(Directions):
Recast all the entries below as a Markdown table with two columns, "Row" for the row number and "Line" for the line itself, skipping blank lines. Leave the pictures out of your answer.
──────── Records supplied
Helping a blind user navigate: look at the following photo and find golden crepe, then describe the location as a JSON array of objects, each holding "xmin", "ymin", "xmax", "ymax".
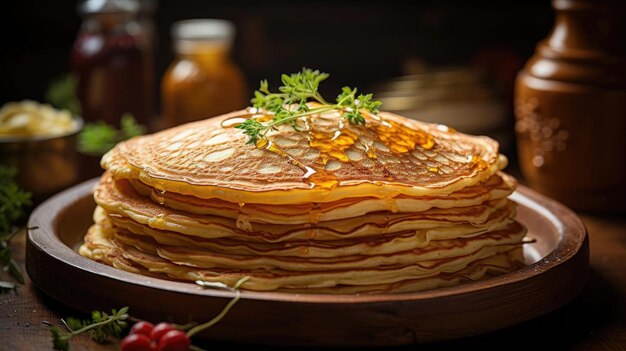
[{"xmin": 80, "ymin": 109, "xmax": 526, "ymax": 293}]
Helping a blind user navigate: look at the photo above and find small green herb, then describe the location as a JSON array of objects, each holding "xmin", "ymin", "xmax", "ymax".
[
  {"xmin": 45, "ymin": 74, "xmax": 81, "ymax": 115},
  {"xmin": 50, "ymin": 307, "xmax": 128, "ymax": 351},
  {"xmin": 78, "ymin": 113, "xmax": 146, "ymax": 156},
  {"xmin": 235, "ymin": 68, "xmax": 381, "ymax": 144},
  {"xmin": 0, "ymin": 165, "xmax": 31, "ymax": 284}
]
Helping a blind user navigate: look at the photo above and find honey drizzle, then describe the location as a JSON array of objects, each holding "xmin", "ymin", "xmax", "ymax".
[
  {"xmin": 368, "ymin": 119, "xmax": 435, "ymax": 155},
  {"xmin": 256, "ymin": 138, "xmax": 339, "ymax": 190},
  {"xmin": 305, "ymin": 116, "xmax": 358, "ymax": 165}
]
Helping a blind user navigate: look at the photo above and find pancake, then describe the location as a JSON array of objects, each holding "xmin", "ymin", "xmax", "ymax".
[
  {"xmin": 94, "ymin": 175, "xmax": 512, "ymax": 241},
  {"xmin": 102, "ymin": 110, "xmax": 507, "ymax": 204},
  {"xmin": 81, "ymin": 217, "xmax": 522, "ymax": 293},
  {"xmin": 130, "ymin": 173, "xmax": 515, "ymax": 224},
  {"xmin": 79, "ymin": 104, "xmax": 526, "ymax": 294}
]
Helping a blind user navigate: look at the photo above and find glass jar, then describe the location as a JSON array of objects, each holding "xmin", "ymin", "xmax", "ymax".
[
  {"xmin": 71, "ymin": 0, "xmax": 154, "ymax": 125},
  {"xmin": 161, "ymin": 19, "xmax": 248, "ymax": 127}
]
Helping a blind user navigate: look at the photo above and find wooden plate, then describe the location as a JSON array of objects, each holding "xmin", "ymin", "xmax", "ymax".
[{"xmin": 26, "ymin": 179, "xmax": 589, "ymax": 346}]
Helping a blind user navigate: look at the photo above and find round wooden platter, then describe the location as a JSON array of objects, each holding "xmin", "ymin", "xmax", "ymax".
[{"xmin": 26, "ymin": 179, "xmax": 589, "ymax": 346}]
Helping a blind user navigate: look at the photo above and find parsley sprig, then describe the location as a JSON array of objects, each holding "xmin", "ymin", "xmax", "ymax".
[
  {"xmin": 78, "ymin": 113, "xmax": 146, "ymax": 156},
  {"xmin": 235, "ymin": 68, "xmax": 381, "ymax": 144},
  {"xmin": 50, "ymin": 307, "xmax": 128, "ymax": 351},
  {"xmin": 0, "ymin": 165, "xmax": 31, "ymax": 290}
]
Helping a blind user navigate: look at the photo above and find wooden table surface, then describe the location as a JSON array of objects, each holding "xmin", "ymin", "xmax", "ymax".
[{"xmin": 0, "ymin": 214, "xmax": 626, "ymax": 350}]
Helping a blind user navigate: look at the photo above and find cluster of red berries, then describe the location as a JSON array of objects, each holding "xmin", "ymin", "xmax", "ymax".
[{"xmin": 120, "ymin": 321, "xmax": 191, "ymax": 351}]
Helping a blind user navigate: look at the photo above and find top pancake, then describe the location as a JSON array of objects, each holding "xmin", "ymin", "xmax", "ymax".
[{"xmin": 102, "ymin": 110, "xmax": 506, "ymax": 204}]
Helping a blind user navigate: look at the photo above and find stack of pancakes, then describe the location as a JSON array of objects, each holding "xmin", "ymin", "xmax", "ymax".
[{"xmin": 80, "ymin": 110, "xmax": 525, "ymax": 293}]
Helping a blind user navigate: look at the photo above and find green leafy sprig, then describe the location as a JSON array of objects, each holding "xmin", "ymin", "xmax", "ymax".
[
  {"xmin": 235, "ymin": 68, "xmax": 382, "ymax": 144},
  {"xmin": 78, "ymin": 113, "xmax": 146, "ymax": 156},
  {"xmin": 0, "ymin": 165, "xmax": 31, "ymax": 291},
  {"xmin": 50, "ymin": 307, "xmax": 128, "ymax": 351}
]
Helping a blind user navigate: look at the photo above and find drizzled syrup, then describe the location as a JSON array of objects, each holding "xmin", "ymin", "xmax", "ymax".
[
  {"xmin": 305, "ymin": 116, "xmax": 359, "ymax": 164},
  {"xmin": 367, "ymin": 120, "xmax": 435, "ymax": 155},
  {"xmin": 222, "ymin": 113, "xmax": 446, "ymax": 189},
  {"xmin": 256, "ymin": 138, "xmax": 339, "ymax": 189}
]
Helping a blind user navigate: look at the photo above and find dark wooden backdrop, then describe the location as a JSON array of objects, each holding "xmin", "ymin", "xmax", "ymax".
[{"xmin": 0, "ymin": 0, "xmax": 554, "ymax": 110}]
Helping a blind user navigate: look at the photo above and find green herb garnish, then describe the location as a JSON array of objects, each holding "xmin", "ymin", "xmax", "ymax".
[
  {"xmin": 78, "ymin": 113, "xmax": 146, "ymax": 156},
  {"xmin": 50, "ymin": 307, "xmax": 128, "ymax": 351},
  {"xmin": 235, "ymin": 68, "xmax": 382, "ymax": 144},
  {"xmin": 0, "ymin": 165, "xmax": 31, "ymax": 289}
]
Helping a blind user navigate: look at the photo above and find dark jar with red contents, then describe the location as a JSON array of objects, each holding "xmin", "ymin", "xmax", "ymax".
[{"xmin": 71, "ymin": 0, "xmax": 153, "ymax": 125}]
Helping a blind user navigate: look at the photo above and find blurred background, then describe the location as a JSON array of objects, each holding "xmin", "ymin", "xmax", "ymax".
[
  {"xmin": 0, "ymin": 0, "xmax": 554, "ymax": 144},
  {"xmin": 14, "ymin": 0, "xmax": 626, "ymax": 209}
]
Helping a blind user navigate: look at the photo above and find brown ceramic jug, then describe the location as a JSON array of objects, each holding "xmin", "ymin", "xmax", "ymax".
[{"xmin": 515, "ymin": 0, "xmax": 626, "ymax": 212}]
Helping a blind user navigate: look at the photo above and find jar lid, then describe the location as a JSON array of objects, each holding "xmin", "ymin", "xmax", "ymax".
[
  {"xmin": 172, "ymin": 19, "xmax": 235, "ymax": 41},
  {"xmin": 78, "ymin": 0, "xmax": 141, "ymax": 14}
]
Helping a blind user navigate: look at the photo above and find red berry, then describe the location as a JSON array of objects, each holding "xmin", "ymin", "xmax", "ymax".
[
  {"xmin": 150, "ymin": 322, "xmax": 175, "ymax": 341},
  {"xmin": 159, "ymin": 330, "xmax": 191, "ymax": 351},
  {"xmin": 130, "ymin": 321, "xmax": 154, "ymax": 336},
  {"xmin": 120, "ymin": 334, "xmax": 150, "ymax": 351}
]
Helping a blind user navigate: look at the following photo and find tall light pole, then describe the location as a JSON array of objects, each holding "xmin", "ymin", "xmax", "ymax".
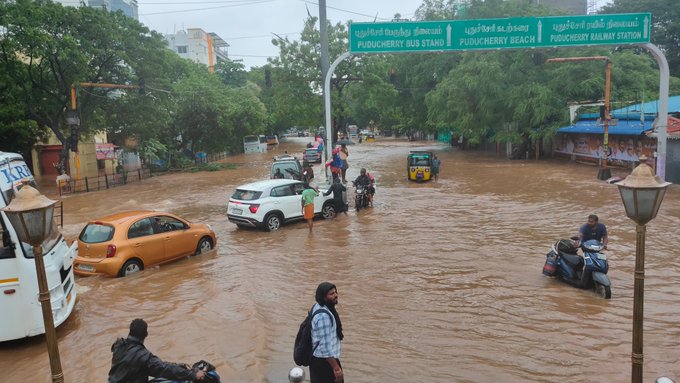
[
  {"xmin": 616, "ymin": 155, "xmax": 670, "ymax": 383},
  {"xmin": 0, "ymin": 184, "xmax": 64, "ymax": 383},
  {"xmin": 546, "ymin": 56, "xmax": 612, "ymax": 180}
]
────────────────
(Output for this exercise):
| Row | Line |
|---|---|
| 1 | Helping a blind user navigate: look at the following photo and find golden crepe, then describe the location as a JSON array of objects, each holding "xmin", "ymin", "xmax", "ymax". |
| 2 | [{"xmin": 80, "ymin": 109, "xmax": 526, "ymax": 293}] |
| 3 | Helping a blind user navigate: look at the photo above and find small green herb, then describe the location as a JSON array of objects, each holding "xmin", "ymin", "xmax", "ymax". |
| 4 | [ |
| 5 |   {"xmin": 45, "ymin": 74, "xmax": 81, "ymax": 115}, |
| 6 |   {"xmin": 50, "ymin": 307, "xmax": 128, "ymax": 351}, |
| 7 |   {"xmin": 78, "ymin": 113, "xmax": 146, "ymax": 156}, |
| 8 |   {"xmin": 235, "ymin": 68, "xmax": 381, "ymax": 144}, |
| 9 |   {"xmin": 0, "ymin": 165, "xmax": 31, "ymax": 284} |
| 10 | ] |
| 11 | Helping a blind user navigate: look at the photo above and find honey drizzle, then describe the location as a JSON array of objects, each holding "xmin", "ymin", "xmax", "ymax". |
| 12 | [ |
| 13 |   {"xmin": 368, "ymin": 119, "xmax": 435, "ymax": 155}, |
| 14 |   {"xmin": 256, "ymin": 138, "xmax": 339, "ymax": 190}, |
| 15 |   {"xmin": 305, "ymin": 116, "xmax": 358, "ymax": 165} |
| 16 | ] |
| 17 | Helping a blind user navigate: look at the photo above and find pancake, then describe the location as a JSON array of objects, each holding "xmin", "ymin", "xmax", "ymax". |
| 18 | [ |
| 19 |   {"xmin": 94, "ymin": 175, "xmax": 512, "ymax": 241}, |
| 20 |   {"xmin": 102, "ymin": 110, "xmax": 507, "ymax": 204}, |
| 21 |   {"xmin": 81, "ymin": 217, "xmax": 522, "ymax": 293}, |
| 22 |   {"xmin": 130, "ymin": 173, "xmax": 515, "ymax": 224}, |
| 23 |   {"xmin": 79, "ymin": 104, "xmax": 526, "ymax": 294} |
| 24 | ] |
| 25 | Helping a blind user navigate: look at the photo above and find glass jar, then describe the location as a JSON array of objects, each holding "xmin", "ymin", "xmax", "ymax". |
| 26 | [ |
| 27 |   {"xmin": 71, "ymin": 0, "xmax": 154, "ymax": 125}, |
| 28 |   {"xmin": 161, "ymin": 19, "xmax": 248, "ymax": 127} |
| 29 | ] |
| 30 | Helping a blind user navigate: look at the photo above and find wooden plate, then describe the location as a JSON array of objects, each holding "xmin", "ymin", "xmax", "ymax". |
| 31 | [{"xmin": 26, "ymin": 179, "xmax": 589, "ymax": 346}] |
| 32 | Helping a blind user navigate: look at the photo above and find round wooden platter, then describe the location as a JSON array of objects, each holding "xmin", "ymin", "xmax", "ymax". |
| 33 | [{"xmin": 26, "ymin": 179, "xmax": 589, "ymax": 346}] |
| 34 | Helping a blind user navigate: look at the photo above and find parsley sprig, then describe the location as a JSON array of objects, each holding "xmin", "ymin", "xmax", "ymax". |
| 35 | [ |
| 36 |   {"xmin": 78, "ymin": 113, "xmax": 146, "ymax": 156}, |
| 37 |   {"xmin": 235, "ymin": 68, "xmax": 381, "ymax": 144}, |
| 38 |   {"xmin": 50, "ymin": 307, "xmax": 128, "ymax": 351}, |
| 39 |   {"xmin": 0, "ymin": 165, "xmax": 31, "ymax": 290} |
| 40 | ] |
| 41 | Helping a blind user navigate: look at the photo above and find wooden table surface, then describe the location as a JSON array of objects, each holding "xmin", "ymin", "xmax", "ymax". |
| 42 | [{"xmin": 0, "ymin": 214, "xmax": 626, "ymax": 350}] |
| 43 | Helping a blind user navigate: look at the photo above and find cluster of red berries, then describe the location as a JSON array of objects, each holding "xmin", "ymin", "xmax", "ymax". |
| 44 | [{"xmin": 120, "ymin": 321, "xmax": 191, "ymax": 351}] |
| 45 | Helping a blind user navigate: look at the photo above and find top pancake, then describe the location as a JSON array of objects, each holding "xmin", "ymin", "xmax", "ymax". |
| 46 | [{"xmin": 102, "ymin": 110, "xmax": 506, "ymax": 204}] |
| 47 | Helping a blind user navigate: look at the photo above and find stack of pancakes, then describe the location as a JSON array of objects, each holding "xmin", "ymin", "xmax", "ymax". |
| 48 | [{"xmin": 80, "ymin": 110, "xmax": 525, "ymax": 293}] |
| 49 | Helping a blind user navigate: look at the photo above and find green leafy sprig, then describe the location as a JSON array of objects, each holding "xmin", "ymin", "xmax", "ymax". |
| 50 | [ |
| 51 |   {"xmin": 235, "ymin": 68, "xmax": 382, "ymax": 144}, |
| 52 |   {"xmin": 78, "ymin": 113, "xmax": 146, "ymax": 156}, |
| 53 |   {"xmin": 0, "ymin": 165, "xmax": 31, "ymax": 291}, |
| 54 |   {"xmin": 50, "ymin": 307, "xmax": 128, "ymax": 351} |
| 55 | ] |
| 56 | Helping a blind user navigate: look at the photo above and find drizzled syrup, then describe the location as a JSON array of objects, each holding "xmin", "ymin", "xmax", "ymax". |
| 57 | [ |
| 58 |   {"xmin": 305, "ymin": 116, "xmax": 359, "ymax": 164}, |
| 59 |   {"xmin": 367, "ymin": 120, "xmax": 435, "ymax": 155}, |
| 60 |   {"xmin": 222, "ymin": 113, "xmax": 446, "ymax": 189}, |
| 61 |   {"xmin": 256, "ymin": 138, "xmax": 339, "ymax": 189} |
| 62 | ] |
| 63 | Helping a blind user navigate: look at the photo above and find dark wooden backdrop, then describe the location as a JSON array of objects, each holding "xmin", "ymin", "xmax", "ymax". |
| 64 | [{"xmin": 0, "ymin": 0, "xmax": 554, "ymax": 110}] |
| 65 | Helping a blind user navigate: look at the photo above and find green herb garnish, then describe the location as a JSON array of objects, each holding "xmin", "ymin", "xmax", "ymax". |
| 66 | [ |
| 67 |   {"xmin": 78, "ymin": 113, "xmax": 146, "ymax": 156}, |
| 68 |   {"xmin": 50, "ymin": 307, "xmax": 128, "ymax": 351}, |
| 69 |   {"xmin": 235, "ymin": 68, "xmax": 382, "ymax": 144}, |
| 70 |   {"xmin": 0, "ymin": 165, "xmax": 31, "ymax": 289} |
| 71 | ] |
| 72 | Helping a blind user navigate: look at the photo above and find dark jar with red contents, then describe the location as a JSON array of objects, each holding "xmin", "ymin", "xmax", "ymax". |
| 73 | [{"xmin": 71, "ymin": 0, "xmax": 153, "ymax": 125}] |
| 74 | Helping a blind user navigate: look at the photo above and find blurred background, then describe the location as a JSON array of objects, each holding "xmin", "ymin", "xmax", "ymax". |
| 75 | [ |
| 76 |   {"xmin": 0, "ymin": 0, "xmax": 554, "ymax": 144}, |
| 77 |   {"xmin": 14, "ymin": 0, "xmax": 626, "ymax": 209} |
| 78 | ] |
| 79 | Helping a blind user navigate: look at the photo above and find brown ceramic jug, then describe the location as a JSON array of objects, each holding "xmin", "ymin", "xmax", "ymax". |
| 80 | [{"xmin": 515, "ymin": 0, "xmax": 626, "ymax": 212}] |
| 81 | Helping a blind user navigate: look at the photo above and find jar lid, then describe the location as a JSON array of objects, each holding "xmin", "ymin", "xmax", "ymax". |
| 82 | [ |
| 83 |   {"xmin": 172, "ymin": 19, "xmax": 235, "ymax": 41}, |
| 84 |   {"xmin": 78, "ymin": 0, "xmax": 141, "ymax": 14} |
| 85 | ] |
| 86 | Helping a blind user navigate: look at the photo above and find red berry, then describe the location as a JSON array of objects, each holding "xmin", "ymin", "xmax", "ymax". |
| 87 | [ |
| 88 |   {"xmin": 150, "ymin": 322, "xmax": 175, "ymax": 341}, |
| 89 |   {"xmin": 159, "ymin": 330, "xmax": 191, "ymax": 351}, |
| 90 |   {"xmin": 130, "ymin": 321, "xmax": 154, "ymax": 336}, |
| 91 |   {"xmin": 120, "ymin": 334, "xmax": 150, "ymax": 351} |
| 92 | ] |
| 93 | Helping a blind user navigate: look at the following photo and find tall light pole, then describe the location as a JSON array of objects, each holding "xmin", "ymin", "xmax", "ymax". |
| 94 | [ |
| 95 |   {"xmin": 616, "ymin": 155, "xmax": 670, "ymax": 383}, |
| 96 |   {"xmin": 0, "ymin": 184, "xmax": 64, "ymax": 383}, |
| 97 |   {"xmin": 546, "ymin": 56, "xmax": 612, "ymax": 180} |
| 98 | ] |